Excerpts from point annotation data

================

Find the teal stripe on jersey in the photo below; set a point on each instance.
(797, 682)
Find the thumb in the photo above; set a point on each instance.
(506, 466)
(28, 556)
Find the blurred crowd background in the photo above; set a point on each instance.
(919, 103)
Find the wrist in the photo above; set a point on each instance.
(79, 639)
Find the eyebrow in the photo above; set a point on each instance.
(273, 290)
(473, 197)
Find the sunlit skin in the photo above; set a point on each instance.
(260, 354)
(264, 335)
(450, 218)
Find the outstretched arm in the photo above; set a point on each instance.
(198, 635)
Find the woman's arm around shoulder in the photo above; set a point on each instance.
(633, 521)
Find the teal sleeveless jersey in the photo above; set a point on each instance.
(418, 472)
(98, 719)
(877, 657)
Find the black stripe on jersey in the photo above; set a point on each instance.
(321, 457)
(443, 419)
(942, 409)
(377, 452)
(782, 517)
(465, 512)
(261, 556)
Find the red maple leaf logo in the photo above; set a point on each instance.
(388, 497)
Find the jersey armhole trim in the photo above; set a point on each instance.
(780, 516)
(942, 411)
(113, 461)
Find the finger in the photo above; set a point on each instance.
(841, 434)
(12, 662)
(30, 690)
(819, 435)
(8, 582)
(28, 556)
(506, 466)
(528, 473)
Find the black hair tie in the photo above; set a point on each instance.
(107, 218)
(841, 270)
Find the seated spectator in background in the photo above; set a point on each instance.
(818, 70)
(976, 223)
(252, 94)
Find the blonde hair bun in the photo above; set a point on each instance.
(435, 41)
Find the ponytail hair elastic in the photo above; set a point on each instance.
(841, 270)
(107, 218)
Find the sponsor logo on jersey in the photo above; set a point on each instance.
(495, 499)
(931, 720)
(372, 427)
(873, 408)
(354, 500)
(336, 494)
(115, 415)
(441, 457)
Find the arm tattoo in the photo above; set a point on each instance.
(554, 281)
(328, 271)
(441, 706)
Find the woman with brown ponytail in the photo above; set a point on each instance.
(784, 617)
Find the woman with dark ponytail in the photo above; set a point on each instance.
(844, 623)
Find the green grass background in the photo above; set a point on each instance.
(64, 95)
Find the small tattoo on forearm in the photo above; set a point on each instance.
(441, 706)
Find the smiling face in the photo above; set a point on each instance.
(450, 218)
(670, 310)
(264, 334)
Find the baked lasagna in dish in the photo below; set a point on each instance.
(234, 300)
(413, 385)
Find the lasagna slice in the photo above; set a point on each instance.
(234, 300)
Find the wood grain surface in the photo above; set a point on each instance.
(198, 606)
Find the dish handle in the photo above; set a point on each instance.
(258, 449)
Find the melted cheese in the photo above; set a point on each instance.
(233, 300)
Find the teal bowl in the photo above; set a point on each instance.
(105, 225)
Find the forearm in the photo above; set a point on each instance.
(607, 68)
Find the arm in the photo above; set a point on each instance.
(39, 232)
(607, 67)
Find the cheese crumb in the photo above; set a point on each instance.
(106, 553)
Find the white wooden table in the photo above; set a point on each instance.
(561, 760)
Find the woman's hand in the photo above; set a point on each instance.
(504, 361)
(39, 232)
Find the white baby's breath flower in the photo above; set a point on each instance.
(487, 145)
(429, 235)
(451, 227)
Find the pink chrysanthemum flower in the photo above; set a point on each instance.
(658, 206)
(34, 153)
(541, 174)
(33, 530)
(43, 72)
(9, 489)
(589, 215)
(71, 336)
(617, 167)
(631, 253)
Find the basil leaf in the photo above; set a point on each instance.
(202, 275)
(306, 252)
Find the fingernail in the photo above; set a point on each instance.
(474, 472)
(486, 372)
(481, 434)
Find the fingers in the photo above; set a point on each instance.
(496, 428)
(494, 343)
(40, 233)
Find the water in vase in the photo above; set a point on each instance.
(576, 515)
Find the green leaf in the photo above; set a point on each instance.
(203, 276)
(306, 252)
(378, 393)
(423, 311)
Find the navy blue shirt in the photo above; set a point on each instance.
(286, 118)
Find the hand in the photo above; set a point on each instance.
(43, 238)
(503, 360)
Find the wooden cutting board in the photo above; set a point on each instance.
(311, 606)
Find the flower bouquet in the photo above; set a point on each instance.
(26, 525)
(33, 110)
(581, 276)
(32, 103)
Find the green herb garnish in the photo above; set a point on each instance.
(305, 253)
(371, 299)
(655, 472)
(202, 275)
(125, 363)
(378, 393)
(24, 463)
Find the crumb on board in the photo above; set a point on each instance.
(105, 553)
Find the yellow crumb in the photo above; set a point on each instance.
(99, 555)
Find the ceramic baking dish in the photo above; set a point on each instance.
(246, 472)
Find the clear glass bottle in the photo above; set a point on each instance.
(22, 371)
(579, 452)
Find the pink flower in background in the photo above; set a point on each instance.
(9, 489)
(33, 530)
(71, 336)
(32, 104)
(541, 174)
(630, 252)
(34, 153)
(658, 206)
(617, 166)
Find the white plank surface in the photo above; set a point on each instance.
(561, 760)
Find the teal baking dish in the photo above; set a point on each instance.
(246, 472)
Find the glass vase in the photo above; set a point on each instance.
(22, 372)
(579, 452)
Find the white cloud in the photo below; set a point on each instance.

================

● WHAT NEEDS TO BE DONE
Return all of the entries word for word.

● THE SOLUTION
Find the teal stripe on jersey in the photo below; set a point on each instance.
(797, 682)
Find the thumb in the photo above; set a point on each instance.
(506, 466)
(28, 556)
Find the blurred crowd background in the photo above; set a point on each instance.
(919, 103)
Find the wrist in the photo above; set a point on each instance.
(79, 639)
Find the eyebrow in the photo above; set a point on each instance.
(273, 290)
(473, 197)
Find the sunlit skin in the photo above; set a point on each instance.
(260, 354)
(264, 335)
(450, 218)
Find the outstretched arm in the photo above; set a point on each instance.
(198, 635)
Find the woman's arm around shoulder in the photo above; set a point on each instance.
(633, 521)
Find the teal sleeveless jersey in the photo above; set a point on each instance.
(418, 472)
(98, 719)
(877, 657)
Find the black stripe on jersey in the photo above; set a point on each instance.
(321, 457)
(443, 419)
(942, 409)
(377, 452)
(782, 517)
(465, 512)
(261, 556)
Find the red maple leaf logo in the photo above; set a point on each instance.
(388, 497)
Find the jersey armhole trim in the photo above; set a point on each instance.
(780, 516)
(942, 411)
(113, 461)
Find the finger in the photo above; set a point on each instance.
(841, 434)
(12, 662)
(30, 690)
(819, 435)
(8, 582)
(28, 556)
(506, 466)
(528, 473)
Find the black hair tie in the photo above; set a point on each instance.
(107, 218)
(841, 270)
Find the seated spectator in background in the photo above; set a point on each instance.
(818, 70)
(976, 223)
(252, 94)
Find the blonde hair bun in the photo above; set a point on each instance.
(435, 41)
Find the ponytail hair elastic in the photo above; set a point on each instance.
(841, 270)
(107, 218)
Find the sponsor logo on jersey in the photo above; set a point on each instance.
(495, 499)
(931, 720)
(372, 427)
(873, 408)
(354, 500)
(336, 494)
(115, 415)
(441, 457)
Find the arm tattoo in the photo above; set a point on each instance.
(554, 281)
(328, 271)
(441, 706)
Find the woman with brown ponytail in the photo above; set a point on each instance.
(784, 617)
Find the woman with dark ponytail in the photo above; set a point on each instance.
(844, 623)
Find the green grass background in the photo above; set a point on each instance.
(64, 95)
Find the small tattoo on forearm in the photo above; set a point on each instance.
(441, 706)
Find the smiling face in the photo above; set a point on each instance.
(450, 218)
(670, 310)
(264, 334)
Find the baked lasagna in dish in the photo below; set a point on each instance.
(234, 300)
(413, 385)
Find the lasagna slice in the photo above; set a point on each instance.
(234, 300)
Find the wood grain surface in the photo above; set a point on each instance.
(198, 606)
Find the dish handle in the photo above; set a point on each instance.
(258, 449)
Find the melted cheese in the photo above; set a point on each instance.
(233, 300)
Find the teal bowl in the photo above; set a point on each instance.
(105, 225)
Find the forearm in the photo above; set a point on each instance.
(607, 68)
Find the arm in the photo above; set a point on each instance.
(39, 232)
(607, 67)
Find the cheese crumb in the photo above; set a point on each instance.
(106, 553)
Find the white wooden table in the photo above; set a point on each instance.
(561, 760)
Find the woman's hand in the photo above; set a point on each instance.
(504, 361)
(39, 232)
Find the white baby's breath flower in the photo above; set a point on each instance.
(487, 145)
(429, 235)
(451, 227)
Find the pink chrysanthemum flower in the photo above; set a point on each instance.
(658, 206)
(34, 153)
(541, 174)
(33, 530)
(43, 72)
(9, 489)
(589, 215)
(71, 336)
(617, 167)
(631, 253)
Find the basil leaf in the photo above; set a point on each instance.
(202, 275)
(306, 252)
Find the fingernail in the photo above; set a point on each instance.
(474, 472)
(486, 372)
(481, 434)
Find the fingers in the photo above; set a point on each instance.
(496, 428)
(494, 343)
(40, 233)
Find the water in vase in the photo above; set a point on each instance.
(576, 515)
Find the green leaf in the photo above; set a point on each instance.
(203, 276)
(306, 252)
(378, 393)
(423, 311)
Find the navy blue shirt in the photo above; set a point on each instance.
(286, 118)
Find the hand in the photo above; set a point on each instance.
(43, 238)
(503, 360)
Find the wooden cutting board in the photo above; set a point on each instance.
(311, 606)
Find the flower bouquet in the photo above; set a point on each instance.
(26, 525)
(33, 110)
(581, 276)
(32, 103)
Find the green herb garnish in the photo above; set a point on each instance.
(305, 253)
(371, 299)
(655, 472)
(202, 275)
(125, 363)
(378, 393)
(24, 463)
Find the crumb on board in the photo above; set a point on each instance.
(105, 553)
Find the yellow crumb in the photo above; set a point on each instance.
(99, 555)
Find the ceramic baking dish in the photo above; set a point on each instance.
(246, 472)
Find the clear glass bottle in the photo above; set a point on each instance.
(22, 371)
(579, 452)
Find the pink flower in background in the photo above; set a point on each instance.
(9, 489)
(33, 530)
(71, 336)
(32, 104)
(541, 174)
(630, 252)
(34, 153)
(658, 206)
(617, 166)
Find the white plank surface in the photo above; set a point on each instance.
(561, 760)
Find the teal baking dish in the photo above; set a point on each instance.
(246, 472)
Find the glass vase in the photo above; set a point on each instance.
(22, 372)
(579, 452)
Find the white cloud in the photo below; set a point on each instance.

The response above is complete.